— start of DATASET EXCERPTS —
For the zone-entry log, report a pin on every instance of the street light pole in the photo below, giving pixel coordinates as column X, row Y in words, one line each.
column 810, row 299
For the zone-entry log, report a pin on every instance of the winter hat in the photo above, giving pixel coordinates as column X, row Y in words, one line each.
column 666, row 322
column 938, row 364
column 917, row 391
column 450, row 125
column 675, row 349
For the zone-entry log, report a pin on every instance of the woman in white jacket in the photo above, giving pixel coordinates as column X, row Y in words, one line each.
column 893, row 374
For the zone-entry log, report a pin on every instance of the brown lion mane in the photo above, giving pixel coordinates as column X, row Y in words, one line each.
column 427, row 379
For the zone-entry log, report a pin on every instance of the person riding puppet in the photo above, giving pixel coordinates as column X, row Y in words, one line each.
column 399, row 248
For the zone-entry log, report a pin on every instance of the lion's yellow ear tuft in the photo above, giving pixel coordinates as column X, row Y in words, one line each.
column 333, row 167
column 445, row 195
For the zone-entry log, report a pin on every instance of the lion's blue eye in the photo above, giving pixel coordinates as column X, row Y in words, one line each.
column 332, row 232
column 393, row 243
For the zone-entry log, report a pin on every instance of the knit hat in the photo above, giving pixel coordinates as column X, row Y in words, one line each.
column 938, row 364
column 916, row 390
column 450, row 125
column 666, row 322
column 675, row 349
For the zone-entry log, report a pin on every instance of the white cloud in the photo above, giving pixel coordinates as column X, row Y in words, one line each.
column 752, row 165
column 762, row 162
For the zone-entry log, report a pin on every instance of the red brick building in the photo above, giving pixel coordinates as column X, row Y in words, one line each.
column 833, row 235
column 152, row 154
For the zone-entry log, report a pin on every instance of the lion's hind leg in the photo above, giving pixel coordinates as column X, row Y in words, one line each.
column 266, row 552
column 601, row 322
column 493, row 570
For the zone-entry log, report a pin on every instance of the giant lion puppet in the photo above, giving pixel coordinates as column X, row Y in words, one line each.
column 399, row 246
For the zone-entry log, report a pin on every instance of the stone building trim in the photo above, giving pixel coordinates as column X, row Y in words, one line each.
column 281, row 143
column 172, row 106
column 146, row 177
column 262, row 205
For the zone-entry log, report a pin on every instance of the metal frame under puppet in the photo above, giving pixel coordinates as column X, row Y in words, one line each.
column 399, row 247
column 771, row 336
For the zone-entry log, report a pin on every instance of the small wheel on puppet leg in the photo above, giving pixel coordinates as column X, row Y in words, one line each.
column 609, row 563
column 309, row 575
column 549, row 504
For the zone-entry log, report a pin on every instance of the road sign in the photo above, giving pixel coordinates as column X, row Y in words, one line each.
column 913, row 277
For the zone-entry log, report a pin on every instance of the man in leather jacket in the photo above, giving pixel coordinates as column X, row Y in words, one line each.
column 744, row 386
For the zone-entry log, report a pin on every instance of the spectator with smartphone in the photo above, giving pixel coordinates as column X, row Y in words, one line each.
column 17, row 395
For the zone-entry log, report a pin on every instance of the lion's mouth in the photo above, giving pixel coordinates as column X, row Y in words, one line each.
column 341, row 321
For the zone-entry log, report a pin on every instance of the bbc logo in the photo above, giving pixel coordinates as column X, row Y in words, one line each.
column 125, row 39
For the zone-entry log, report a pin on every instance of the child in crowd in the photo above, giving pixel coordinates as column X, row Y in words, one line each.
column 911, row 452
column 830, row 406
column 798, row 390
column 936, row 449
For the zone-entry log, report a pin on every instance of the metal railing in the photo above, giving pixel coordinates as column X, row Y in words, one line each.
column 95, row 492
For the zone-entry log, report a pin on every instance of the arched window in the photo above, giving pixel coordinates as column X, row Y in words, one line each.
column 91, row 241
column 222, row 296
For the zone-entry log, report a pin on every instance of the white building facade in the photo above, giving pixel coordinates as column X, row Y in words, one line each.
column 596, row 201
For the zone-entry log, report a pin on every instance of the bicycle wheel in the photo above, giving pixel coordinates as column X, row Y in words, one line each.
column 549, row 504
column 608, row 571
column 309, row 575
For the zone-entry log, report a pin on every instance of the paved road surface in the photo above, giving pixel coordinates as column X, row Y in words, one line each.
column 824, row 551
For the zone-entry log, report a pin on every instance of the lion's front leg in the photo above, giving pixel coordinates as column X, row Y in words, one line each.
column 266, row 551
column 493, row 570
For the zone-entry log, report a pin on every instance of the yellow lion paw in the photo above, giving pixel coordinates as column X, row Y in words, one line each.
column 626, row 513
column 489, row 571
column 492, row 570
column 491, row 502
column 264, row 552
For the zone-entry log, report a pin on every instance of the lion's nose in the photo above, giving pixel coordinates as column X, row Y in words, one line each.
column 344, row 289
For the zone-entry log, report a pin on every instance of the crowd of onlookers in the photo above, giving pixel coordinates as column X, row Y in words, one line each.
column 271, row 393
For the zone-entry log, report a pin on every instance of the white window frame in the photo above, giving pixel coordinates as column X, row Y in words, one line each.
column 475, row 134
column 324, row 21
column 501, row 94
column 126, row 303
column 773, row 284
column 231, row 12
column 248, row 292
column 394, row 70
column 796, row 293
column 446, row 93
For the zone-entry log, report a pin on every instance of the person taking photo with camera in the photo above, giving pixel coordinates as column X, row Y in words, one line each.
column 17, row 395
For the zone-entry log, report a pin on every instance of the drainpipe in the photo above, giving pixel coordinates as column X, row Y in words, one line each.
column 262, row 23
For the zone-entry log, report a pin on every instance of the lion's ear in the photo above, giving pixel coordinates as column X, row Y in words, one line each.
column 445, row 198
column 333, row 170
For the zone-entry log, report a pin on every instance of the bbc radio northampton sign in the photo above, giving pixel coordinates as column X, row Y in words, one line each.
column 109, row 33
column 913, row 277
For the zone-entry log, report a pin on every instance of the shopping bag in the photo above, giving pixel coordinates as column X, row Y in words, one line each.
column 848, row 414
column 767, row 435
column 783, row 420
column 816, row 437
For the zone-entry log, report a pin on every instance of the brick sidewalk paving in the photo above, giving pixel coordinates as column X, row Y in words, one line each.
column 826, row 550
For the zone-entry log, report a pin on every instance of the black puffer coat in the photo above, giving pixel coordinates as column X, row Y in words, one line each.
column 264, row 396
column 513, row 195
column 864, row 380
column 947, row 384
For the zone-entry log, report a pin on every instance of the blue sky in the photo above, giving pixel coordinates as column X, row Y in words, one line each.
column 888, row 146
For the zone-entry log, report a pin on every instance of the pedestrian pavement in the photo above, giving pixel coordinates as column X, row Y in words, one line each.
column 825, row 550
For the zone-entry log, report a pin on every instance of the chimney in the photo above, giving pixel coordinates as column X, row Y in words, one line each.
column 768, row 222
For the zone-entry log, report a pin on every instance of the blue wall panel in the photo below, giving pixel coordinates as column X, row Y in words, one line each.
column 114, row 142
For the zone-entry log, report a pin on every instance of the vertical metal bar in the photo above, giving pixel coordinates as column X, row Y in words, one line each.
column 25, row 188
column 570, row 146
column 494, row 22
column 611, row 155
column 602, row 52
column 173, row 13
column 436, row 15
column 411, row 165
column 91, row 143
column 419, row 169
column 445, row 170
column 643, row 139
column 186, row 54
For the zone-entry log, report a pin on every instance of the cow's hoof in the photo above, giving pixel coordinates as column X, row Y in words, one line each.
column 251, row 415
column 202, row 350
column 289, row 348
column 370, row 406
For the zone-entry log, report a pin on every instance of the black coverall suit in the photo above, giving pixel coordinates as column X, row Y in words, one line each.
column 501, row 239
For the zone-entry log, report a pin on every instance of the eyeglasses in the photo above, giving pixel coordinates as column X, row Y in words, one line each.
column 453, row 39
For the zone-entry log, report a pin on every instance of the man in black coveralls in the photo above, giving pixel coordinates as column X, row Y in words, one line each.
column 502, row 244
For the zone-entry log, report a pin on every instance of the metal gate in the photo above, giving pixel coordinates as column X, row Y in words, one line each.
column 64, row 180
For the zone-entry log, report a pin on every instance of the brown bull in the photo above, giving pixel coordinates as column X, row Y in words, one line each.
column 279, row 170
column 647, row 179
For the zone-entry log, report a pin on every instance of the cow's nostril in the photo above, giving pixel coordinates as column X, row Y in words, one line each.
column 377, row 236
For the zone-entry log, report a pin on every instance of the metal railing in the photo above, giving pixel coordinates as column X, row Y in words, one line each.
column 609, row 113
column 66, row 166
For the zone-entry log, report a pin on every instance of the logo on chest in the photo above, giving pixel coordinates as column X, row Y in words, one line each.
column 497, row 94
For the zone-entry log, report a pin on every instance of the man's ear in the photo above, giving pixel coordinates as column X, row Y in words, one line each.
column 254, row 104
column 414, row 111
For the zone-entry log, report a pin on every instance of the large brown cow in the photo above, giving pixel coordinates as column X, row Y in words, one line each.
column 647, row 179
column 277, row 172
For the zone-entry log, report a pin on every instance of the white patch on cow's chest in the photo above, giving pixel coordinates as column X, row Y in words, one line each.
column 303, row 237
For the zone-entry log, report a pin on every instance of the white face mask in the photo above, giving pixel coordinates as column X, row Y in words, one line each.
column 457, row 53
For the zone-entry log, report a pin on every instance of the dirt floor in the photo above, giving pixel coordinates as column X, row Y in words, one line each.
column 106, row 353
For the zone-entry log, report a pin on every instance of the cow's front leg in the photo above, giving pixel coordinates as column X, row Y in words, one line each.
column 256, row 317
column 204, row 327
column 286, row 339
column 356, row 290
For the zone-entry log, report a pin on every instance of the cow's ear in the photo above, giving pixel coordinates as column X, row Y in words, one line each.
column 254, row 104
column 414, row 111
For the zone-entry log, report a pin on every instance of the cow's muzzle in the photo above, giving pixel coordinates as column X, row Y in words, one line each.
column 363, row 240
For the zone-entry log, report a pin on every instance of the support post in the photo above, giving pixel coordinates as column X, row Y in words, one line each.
— end of DATASET EXCERPTS —
__WHAT YOU SHOULD DO__
Starting with the line above that contains "the brown bull" and going on through the line that contains "column 66, row 166", output those lines as a Markdown table with the columns Row and Line, leaving out any blank lines.

__COMPLETE RESPONSE__
| Row | Line |
|---|---|
| 1 | For the zone-entry log, report a pin on every instance of the brown bull in the photo above, giving pixel coordinates as column X, row Y in words, one line each. |
| 2 | column 279, row 170 |
| 3 | column 647, row 179 |
| 4 | For the zone-entry log, report a pin on every instance of the cow's nostril in the photo above, giving pixel coordinates as column X, row Y in words, one line each. |
| 5 | column 377, row 236 |
| 6 | For the zone-entry log, report a pin on every instance of the metal railing in the photo above, giving pixel coordinates as column X, row Y in words, one line each. |
| 7 | column 609, row 113 |
| 8 | column 66, row 166 |